__TASK DESCRIPTION__
Give a verbatim repeat of the lines that run from the line containing "of the leaf-covered" to the end of the data below.

(DATA EXTRACTS)

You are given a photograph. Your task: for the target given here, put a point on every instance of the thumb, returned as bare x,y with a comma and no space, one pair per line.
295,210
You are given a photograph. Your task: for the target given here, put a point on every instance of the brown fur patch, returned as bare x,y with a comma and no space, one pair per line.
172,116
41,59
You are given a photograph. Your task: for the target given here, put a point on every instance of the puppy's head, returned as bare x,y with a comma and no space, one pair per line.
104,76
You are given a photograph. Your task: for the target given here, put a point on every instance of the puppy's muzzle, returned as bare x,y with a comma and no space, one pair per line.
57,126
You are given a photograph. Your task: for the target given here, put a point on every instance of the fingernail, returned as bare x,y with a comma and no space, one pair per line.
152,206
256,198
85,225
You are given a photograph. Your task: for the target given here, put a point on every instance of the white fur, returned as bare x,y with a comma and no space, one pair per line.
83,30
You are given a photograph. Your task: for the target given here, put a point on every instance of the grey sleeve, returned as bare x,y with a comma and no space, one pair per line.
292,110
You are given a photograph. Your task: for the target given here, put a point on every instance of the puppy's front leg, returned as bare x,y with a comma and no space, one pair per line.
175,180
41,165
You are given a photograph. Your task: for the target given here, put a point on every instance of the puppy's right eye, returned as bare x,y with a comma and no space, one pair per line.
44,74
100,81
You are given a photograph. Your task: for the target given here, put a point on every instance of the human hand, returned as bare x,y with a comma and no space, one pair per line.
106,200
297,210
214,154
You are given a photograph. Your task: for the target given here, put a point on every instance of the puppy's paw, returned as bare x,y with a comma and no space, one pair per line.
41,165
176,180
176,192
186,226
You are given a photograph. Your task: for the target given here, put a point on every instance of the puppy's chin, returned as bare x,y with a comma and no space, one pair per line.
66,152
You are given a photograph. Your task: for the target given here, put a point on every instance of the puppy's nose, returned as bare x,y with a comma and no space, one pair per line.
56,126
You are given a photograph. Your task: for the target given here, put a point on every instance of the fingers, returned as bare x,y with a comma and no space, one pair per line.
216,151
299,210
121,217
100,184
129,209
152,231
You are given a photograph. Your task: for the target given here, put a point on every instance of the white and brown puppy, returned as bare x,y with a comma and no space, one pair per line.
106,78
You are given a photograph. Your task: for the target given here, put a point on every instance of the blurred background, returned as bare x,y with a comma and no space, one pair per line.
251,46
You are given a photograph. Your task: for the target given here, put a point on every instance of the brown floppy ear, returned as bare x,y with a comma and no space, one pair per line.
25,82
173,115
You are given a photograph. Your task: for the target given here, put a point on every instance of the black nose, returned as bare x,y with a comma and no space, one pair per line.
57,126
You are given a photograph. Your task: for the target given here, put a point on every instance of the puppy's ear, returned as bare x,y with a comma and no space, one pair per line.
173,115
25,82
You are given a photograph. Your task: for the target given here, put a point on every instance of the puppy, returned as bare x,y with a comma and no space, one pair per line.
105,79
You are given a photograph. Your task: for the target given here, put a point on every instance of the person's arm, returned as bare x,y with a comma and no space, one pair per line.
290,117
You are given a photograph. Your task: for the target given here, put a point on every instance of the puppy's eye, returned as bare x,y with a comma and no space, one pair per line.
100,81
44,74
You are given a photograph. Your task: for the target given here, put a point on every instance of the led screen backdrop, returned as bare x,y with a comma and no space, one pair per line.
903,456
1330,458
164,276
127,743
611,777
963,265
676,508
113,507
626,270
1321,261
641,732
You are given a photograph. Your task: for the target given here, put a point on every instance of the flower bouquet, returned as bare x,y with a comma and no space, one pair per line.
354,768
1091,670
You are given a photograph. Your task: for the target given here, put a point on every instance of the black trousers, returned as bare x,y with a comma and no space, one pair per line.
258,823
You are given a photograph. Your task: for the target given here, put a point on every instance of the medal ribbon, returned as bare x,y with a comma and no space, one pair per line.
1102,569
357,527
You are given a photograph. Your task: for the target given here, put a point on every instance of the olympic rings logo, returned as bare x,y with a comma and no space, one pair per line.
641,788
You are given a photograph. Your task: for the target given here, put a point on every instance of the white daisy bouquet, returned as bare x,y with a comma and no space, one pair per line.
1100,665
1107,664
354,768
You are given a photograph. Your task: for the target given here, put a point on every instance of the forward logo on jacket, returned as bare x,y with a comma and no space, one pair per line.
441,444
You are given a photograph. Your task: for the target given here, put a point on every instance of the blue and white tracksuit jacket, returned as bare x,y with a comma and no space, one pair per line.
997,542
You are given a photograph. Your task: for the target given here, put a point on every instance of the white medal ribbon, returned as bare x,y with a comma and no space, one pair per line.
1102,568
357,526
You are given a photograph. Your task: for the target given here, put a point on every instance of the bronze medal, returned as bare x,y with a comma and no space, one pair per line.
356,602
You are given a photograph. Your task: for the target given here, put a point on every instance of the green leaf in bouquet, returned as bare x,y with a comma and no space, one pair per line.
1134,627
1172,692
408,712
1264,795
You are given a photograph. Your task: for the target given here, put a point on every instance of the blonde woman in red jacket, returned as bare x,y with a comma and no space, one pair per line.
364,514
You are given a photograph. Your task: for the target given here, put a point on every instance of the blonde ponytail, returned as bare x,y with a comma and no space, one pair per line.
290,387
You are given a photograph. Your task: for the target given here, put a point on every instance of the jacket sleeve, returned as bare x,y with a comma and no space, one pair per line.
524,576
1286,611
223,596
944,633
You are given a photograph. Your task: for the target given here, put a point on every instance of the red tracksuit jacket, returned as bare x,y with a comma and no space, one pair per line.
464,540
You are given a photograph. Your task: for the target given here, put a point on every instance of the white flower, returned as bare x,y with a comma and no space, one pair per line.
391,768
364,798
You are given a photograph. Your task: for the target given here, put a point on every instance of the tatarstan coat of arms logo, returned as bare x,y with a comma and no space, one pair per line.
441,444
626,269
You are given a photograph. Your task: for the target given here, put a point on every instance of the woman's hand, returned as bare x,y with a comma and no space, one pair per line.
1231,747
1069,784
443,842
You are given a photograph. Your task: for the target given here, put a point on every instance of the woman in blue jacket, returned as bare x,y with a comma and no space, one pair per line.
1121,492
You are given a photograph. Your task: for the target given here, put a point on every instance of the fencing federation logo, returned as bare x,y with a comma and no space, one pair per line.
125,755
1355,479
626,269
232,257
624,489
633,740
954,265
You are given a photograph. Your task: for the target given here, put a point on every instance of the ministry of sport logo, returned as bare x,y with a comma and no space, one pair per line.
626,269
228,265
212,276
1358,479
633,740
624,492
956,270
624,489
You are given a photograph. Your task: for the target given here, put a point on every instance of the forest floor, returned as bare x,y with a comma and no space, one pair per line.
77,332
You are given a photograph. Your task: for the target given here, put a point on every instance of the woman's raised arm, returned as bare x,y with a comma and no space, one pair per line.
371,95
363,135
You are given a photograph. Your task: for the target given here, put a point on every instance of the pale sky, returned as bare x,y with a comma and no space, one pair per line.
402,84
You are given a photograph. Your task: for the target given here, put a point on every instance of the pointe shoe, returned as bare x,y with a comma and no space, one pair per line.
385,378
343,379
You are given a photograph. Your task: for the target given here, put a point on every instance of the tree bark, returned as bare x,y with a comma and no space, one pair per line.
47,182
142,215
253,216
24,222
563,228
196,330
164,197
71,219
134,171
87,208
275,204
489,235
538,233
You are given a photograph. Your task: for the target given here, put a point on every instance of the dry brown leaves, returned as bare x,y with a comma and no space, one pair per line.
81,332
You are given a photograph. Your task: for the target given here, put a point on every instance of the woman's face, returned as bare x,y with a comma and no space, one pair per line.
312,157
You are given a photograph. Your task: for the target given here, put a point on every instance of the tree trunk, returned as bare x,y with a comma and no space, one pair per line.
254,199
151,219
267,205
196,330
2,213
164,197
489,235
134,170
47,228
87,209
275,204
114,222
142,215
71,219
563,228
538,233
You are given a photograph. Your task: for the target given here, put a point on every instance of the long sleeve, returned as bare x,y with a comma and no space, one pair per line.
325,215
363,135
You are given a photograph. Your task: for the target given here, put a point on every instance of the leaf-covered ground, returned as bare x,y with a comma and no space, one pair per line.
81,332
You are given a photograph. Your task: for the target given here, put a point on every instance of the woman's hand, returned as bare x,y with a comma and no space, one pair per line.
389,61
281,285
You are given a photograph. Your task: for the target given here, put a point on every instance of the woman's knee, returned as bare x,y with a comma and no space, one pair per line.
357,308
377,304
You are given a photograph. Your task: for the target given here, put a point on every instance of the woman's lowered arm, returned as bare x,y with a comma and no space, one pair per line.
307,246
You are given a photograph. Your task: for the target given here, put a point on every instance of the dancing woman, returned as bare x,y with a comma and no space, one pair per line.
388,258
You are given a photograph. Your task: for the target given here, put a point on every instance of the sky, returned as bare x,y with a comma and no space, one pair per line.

(End DATA EXTRACTS)

__FINISHED EXERCISE__
You are given a photograph. Your task: for the target given here, put a point on every instance of the leaf-covered ground, returned as bare x,y with a comma and no space, one pair per line.
81,332
You are given a photograph. Your task: for the target given here, put a point on every instance of the woman's hand, returned as bare x,y with a comma and no space, one pair per line.
389,61
281,285
You are given a photograph. Your task: for the target given here, put a point on every instance of the woman's knee, returned as bare x,y with a comma and no space, one pair per line.
357,308
377,304
You are given a photograph. Your task: for the target given here, put a point on every instance of the woman's lowered arm, returned as bare x,y with a comma and no space, one pair per line.
307,246
You are given a photograph. Your task: for the target given here, put a point on every instance of the dancing woman, returned as bare x,y with a comma and no space, one pair per line.
388,258
You are given a photograph. Your task: for the target given here, put a point on every instance of the sky, returned as bare x,y with a comma and no space, one pair per line.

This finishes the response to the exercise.